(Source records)
-.-.-
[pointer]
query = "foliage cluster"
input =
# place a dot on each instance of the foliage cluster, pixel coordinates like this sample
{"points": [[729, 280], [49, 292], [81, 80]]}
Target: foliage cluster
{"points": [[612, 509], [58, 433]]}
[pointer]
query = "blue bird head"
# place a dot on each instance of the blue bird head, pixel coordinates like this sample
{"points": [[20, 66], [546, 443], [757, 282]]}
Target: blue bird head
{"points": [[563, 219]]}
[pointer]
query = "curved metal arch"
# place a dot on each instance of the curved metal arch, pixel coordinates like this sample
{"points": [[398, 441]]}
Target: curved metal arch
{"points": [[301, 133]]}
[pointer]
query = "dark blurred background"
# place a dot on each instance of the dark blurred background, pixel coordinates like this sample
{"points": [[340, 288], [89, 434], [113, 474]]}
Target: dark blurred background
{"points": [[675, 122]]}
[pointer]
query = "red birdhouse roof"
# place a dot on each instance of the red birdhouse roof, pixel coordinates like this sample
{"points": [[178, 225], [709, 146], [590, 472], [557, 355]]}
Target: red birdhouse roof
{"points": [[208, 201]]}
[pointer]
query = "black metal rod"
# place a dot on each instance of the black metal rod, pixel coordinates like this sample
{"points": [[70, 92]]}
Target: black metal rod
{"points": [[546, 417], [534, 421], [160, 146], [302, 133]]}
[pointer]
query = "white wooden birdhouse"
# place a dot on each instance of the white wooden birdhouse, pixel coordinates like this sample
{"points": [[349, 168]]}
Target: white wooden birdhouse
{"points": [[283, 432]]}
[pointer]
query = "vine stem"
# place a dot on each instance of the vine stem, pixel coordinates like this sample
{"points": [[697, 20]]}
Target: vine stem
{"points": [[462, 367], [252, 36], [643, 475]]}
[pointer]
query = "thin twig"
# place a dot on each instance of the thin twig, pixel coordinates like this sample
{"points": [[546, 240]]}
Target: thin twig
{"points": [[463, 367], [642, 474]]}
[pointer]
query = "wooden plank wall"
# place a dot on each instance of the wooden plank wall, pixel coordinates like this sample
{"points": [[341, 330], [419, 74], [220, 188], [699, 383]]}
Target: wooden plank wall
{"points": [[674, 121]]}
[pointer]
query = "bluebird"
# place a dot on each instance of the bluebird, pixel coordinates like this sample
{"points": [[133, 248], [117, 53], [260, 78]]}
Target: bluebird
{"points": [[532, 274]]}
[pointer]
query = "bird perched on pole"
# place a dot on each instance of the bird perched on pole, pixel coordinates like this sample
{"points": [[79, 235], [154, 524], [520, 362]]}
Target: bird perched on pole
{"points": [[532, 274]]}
-.-.-
Give the entries once more, exactly as they appear.

→ **EXERCISE OUTPUT**
[pointer]
query = "foliage cluster"
input =
# place a dot on each instance of the foliage cluster, pixel coordinates like this sample
{"points": [[729, 280], [49, 292], [81, 80]]}
Target: foliage cluster
{"points": [[612, 509], [58, 433]]}
[pointer]
query = "blue bird head"
# place a dot on each instance of the blue bird head, pixel coordinates like this sample
{"points": [[20, 66], [546, 443], [757, 282]]}
Target: blue bird head
{"points": [[563, 219]]}
[pointer]
query = "curved metal arch"
# place a dot on each instance of the curved metal arch, pixel coordinates like this sample
{"points": [[398, 441]]}
Target: curved metal arch
{"points": [[301, 133]]}
[pointer]
query = "dark blurred background"
# place a dot on each instance of the dark blurred background, pixel coordinates like this sample
{"points": [[340, 288], [89, 434], [113, 474]]}
Target: dark blurred background
{"points": [[675, 122]]}
[pointer]
query = "red birdhouse roof"
# place a dot on each instance of the red birdhouse roof, pixel coordinates like this sample
{"points": [[178, 225], [709, 146], [590, 472], [557, 355]]}
Target: red birdhouse roof
{"points": [[208, 201]]}
[pointer]
query = "black metal rod"
# place a dot on each instance of the black metal rod, pixel coordinates like this sample
{"points": [[70, 92]]}
Target: black metal rod
{"points": [[546, 417], [534, 421], [160, 146], [302, 133]]}
[pointer]
query = "white wooden birdhouse"
# place a dot on each instance of the white wooden birdhouse, pixel coordinates like this sample
{"points": [[349, 168]]}
Target: white wooden birdhouse
{"points": [[283, 432]]}
[pointer]
query = "vine stem"
# place a dot on each instance of the vine stem, pixel coordinates like this sample
{"points": [[697, 20]]}
Target: vine stem
{"points": [[462, 367], [252, 36], [643, 475]]}
[pointer]
query = "thin twig"
# place a dot on each instance of the thin twig, pixel coordinates like this sample
{"points": [[546, 240]]}
Target: thin twig
{"points": [[463, 367], [642, 474]]}
[pointer]
query = "wooden plank wall"
# place a dot on each instance of the wooden plank wall, pixel coordinates like this sample
{"points": [[341, 330], [419, 74], [220, 188], [699, 383]]}
Target: wooden plank wall
{"points": [[674, 121]]}
[pointer]
query = "bluebird"
# place a dot on each instance of the bluebird, pixel coordinates like this sample
{"points": [[133, 248], [117, 53], [260, 78]]}
Target: bluebird
{"points": [[532, 274]]}
[pointer]
query = "bird perched on pole"
# place a dot on each instance of the bird perched on pole, pixel coordinates like this sample
{"points": [[79, 235], [154, 524], [520, 362]]}
Target: bird perched on pole
{"points": [[532, 274]]}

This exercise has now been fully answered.